EXTRACTED DATA Block Start

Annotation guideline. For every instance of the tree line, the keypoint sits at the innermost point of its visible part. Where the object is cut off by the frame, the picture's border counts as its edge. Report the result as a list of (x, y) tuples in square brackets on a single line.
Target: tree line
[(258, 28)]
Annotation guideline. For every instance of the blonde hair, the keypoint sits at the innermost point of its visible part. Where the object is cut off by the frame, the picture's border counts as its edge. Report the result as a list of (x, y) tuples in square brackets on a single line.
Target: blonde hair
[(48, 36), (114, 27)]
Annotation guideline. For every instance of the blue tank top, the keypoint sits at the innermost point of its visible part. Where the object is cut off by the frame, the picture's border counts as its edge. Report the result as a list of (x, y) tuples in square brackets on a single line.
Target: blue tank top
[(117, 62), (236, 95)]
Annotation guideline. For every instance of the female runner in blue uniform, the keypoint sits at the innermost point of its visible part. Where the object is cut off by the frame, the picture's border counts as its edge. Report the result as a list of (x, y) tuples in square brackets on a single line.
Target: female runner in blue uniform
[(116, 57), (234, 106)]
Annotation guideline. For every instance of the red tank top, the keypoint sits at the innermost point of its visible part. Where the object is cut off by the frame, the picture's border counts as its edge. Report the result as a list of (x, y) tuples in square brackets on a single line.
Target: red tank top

EXTRACTED DATA Block End

Please retype the records above starting with the line that contains "Target: blonde hair" and stopping after the last line, changing nothing.

Target: blonde hair
[(48, 36), (114, 27)]
Annotation guideline. For every instance of the blue tank top, the keypoint sits at the innermost point of its visible part. Where the object is cut off by the frame, the picture's border counts as its edge. Report the result as a list of (x, y) tuples in square brackets on a single line.
Target: blue tank top
[(117, 62), (236, 95)]
Annotation guideline. For every instance of the female runner in blue uniform, the keypoint sits at the innermost point of its visible part. Where the object is cut off by the frame, the picture's border counts as its edge. Report the result as a list of (x, y) tuples in square brackets on a single line.
Target: female runner in blue uniform
[(116, 57), (234, 106)]
Annotation guideline. For every instance of the red tank top, the keypoint sits at the innermost point of its visible part. Where the object is cut off by the frame, the picture's border counts as its edge. Report the result as a list of (x, y) tuples in square brackets on a single line.
Target: red tank top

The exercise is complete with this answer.